PROVIDED RECORDS:
-- Start --
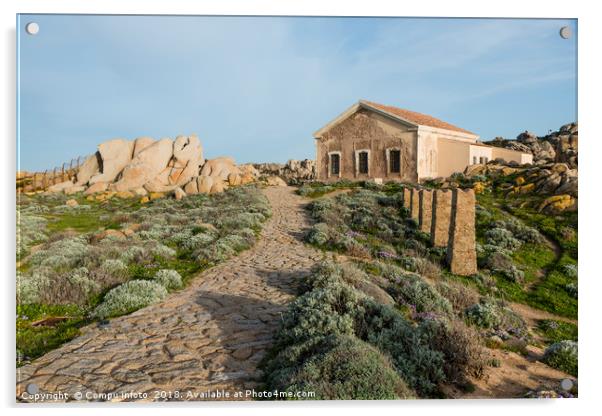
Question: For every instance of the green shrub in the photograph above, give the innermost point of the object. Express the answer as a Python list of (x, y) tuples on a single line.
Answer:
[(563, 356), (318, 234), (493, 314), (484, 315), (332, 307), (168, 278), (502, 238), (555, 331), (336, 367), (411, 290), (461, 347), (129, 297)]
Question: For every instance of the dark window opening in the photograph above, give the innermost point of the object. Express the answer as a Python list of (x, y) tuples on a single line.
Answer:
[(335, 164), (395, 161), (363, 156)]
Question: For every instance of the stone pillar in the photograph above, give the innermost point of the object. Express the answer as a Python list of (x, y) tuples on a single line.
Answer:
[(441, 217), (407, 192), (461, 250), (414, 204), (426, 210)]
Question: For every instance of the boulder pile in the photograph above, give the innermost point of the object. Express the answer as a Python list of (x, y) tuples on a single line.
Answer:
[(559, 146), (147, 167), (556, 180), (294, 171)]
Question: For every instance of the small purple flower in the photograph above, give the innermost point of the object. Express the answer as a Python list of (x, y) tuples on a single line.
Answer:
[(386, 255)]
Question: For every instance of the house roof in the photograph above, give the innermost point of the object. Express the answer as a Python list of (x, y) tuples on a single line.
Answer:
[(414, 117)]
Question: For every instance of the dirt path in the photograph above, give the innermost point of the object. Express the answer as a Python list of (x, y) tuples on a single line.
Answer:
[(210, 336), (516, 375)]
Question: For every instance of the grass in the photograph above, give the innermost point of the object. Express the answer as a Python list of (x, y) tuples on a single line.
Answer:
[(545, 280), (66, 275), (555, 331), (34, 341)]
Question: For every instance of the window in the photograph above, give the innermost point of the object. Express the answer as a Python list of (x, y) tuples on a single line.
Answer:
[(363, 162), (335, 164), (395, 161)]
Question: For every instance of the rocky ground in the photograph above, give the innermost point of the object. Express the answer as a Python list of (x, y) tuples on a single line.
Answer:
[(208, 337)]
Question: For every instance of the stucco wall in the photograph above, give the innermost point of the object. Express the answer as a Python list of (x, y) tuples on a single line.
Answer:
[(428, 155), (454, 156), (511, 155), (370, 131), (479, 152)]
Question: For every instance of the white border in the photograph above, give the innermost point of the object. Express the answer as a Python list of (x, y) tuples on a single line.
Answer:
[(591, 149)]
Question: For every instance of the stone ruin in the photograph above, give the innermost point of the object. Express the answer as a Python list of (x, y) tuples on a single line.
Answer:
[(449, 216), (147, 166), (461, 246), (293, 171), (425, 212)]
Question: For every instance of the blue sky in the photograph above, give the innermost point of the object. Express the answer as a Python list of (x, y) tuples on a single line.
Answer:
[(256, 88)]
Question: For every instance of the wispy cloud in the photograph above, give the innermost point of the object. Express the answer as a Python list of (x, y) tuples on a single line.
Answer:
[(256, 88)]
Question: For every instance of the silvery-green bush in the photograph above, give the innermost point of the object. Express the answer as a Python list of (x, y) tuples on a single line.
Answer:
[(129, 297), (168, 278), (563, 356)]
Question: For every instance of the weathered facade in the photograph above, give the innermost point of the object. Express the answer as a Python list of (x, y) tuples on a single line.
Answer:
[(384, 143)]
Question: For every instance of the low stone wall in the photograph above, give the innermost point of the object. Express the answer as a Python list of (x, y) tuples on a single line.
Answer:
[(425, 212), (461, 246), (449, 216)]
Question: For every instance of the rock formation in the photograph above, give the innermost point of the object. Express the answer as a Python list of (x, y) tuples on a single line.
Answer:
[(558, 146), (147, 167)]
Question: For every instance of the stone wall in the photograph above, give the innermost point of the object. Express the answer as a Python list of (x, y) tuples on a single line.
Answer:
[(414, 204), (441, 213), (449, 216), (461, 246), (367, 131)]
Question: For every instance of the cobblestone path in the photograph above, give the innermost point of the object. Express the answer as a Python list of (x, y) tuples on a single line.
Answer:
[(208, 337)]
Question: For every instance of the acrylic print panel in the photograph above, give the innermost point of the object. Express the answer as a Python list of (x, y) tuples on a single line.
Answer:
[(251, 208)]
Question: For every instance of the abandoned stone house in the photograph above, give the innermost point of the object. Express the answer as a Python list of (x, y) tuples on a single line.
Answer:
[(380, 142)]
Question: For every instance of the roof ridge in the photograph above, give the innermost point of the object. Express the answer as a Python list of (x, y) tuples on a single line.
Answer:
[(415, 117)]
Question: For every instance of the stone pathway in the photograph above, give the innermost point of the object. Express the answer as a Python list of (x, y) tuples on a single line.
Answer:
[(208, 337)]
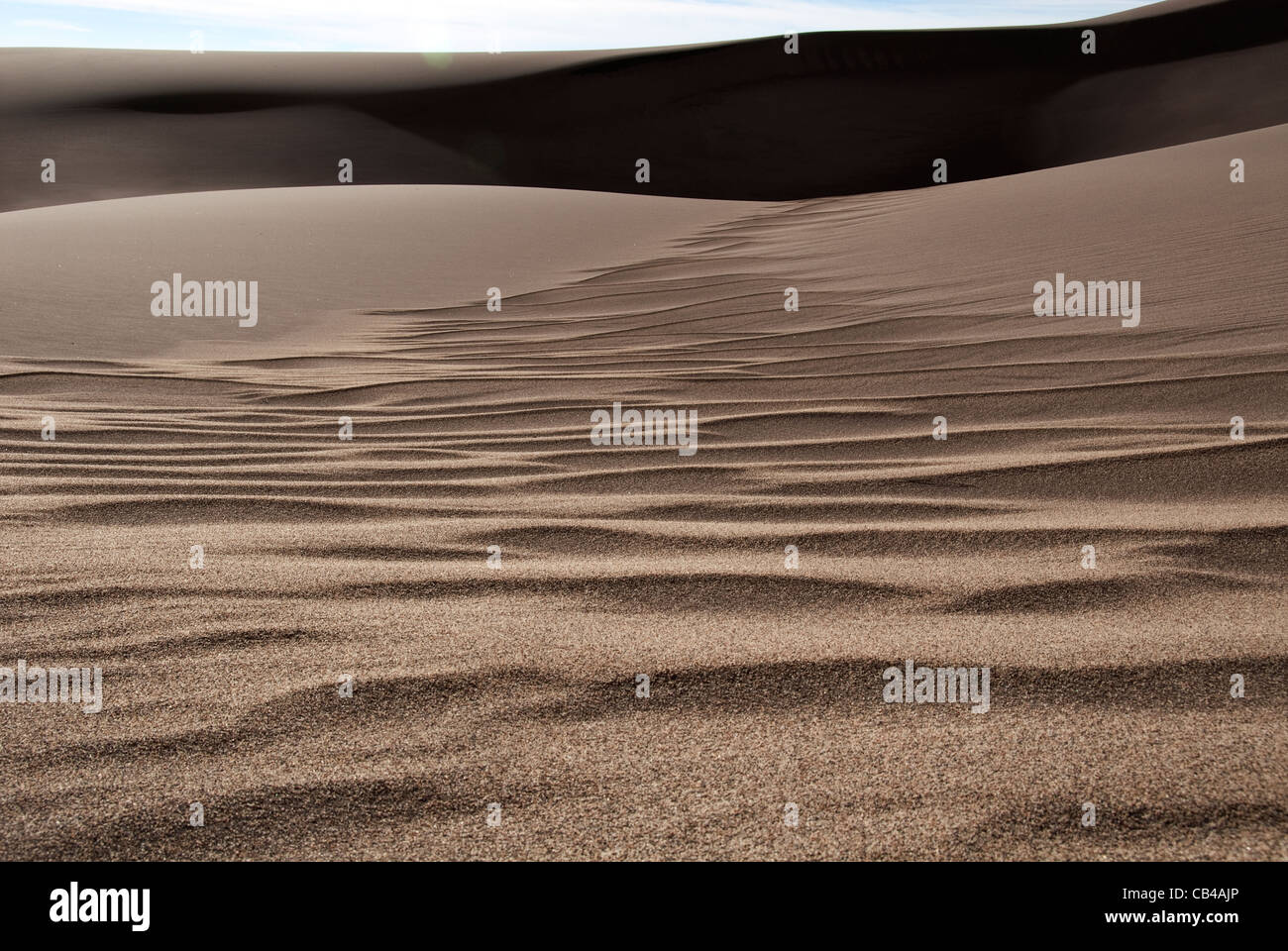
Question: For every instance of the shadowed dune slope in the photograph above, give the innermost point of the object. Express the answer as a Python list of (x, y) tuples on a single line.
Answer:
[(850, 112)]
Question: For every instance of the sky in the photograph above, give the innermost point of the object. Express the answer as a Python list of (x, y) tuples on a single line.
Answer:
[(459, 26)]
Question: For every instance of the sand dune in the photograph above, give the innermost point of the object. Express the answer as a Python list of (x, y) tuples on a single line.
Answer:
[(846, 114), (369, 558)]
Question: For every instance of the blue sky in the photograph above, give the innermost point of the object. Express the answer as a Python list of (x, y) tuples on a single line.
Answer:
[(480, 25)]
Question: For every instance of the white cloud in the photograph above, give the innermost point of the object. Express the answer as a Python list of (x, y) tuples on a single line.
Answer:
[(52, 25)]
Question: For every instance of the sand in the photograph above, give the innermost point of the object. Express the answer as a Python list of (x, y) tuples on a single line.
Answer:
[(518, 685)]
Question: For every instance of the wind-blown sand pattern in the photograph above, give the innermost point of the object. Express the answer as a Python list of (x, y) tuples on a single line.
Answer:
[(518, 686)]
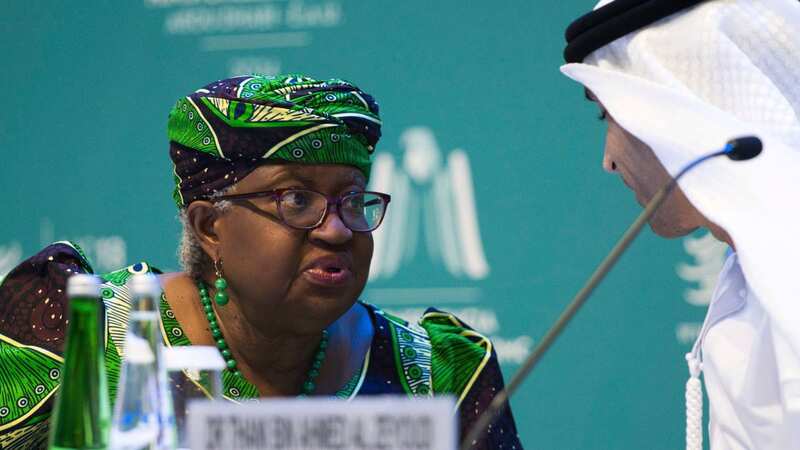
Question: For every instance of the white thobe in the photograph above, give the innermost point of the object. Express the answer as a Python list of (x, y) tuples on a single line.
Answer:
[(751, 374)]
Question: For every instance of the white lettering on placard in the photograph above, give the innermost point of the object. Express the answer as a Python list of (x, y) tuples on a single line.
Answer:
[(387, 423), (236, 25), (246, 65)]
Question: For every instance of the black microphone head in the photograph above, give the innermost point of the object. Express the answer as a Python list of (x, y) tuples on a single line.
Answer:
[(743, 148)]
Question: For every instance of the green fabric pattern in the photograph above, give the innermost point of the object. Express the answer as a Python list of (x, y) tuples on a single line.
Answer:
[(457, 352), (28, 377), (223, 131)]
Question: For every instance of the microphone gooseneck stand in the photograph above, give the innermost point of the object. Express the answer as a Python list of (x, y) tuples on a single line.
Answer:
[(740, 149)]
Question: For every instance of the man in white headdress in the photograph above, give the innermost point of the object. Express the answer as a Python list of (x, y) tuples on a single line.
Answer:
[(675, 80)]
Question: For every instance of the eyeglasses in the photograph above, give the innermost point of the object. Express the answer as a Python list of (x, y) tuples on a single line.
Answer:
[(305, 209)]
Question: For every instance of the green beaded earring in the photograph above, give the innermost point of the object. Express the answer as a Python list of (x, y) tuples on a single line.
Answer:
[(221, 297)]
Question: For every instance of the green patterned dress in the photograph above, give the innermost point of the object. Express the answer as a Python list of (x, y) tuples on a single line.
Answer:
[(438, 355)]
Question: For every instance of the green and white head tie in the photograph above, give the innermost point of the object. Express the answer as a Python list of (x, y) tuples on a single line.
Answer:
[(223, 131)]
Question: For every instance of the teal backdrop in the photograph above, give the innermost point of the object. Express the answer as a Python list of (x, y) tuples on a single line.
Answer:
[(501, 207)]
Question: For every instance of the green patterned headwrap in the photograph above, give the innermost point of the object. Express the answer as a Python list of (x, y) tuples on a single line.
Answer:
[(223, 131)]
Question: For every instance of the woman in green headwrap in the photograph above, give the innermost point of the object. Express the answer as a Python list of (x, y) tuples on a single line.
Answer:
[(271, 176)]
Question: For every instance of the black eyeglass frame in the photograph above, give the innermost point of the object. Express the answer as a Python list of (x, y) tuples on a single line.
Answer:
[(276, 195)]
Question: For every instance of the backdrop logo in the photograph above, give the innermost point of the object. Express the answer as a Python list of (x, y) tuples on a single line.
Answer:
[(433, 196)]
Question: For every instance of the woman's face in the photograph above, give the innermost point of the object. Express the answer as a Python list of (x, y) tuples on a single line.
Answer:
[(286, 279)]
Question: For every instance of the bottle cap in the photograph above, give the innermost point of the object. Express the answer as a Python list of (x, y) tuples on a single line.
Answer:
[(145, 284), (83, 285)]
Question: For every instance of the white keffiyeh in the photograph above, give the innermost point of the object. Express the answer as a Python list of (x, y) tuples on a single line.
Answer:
-- End --
Could you give back only the stretch of material from the line containing "Question: For every instance of the rocky" through the line containing "[(384, 143)]", updated so that "stucco wall" reads "plaster wall" and everything else stays unchanged?

Question: For every instance of the rocky ground in the photograph above, give the innermost point of the object. Express the answer as a Python list of (x, y) tuples on a single line.
Answer:
[(208, 337)]
Question: For every instance of the plaster wall in the photograph above, give the innermost point of the object. Express the answer as a Python list of (x, y) tuples on a single line.
Answer:
[(428, 155), (454, 156), (511, 155), (370, 131), (479, 152)]
Question: For every instance of the white border in the photograph above, give the innermost point of the object. Express the answer as a Python list of (x, y) tuples on a single line.
Answer:
[(591, 149)]
Question: For every instance of the stone ruin in the photograph above, give the innermost point of the object. Express the answer as a Python list of (x, y) tuples on a single line.
Answer:
[(449, 216), (147, 166), (461, 246), (293, 171), (425, 212)]
Question: For every instance of the blue sky in the photograph above, give the innermost point of the object. Express the answer as a Python list of (x, y) tuples on a single line.
Answer:
[(256, 88)]
Question: For every instance of the wispy cloud in the photograph above, give the innermost point of the object. Express the answer as a Python list of (x, y) tuples on a single line.
Answer:
[(256, 88)]
Question: For every instance of the silvery-green bush in the photograph above, give the innermost point of the object. Express the answer as a Python list of (x, y) tuples on a single line.
Answer:
[(129, 297), (168, 278), (563, 356)]
Question: For every instance of the weathered facade in the photograph above, give the innermost point of the object. Express the answer as a Python list of (x, y) tuples on a single line.
Answer:
[(384, 143)]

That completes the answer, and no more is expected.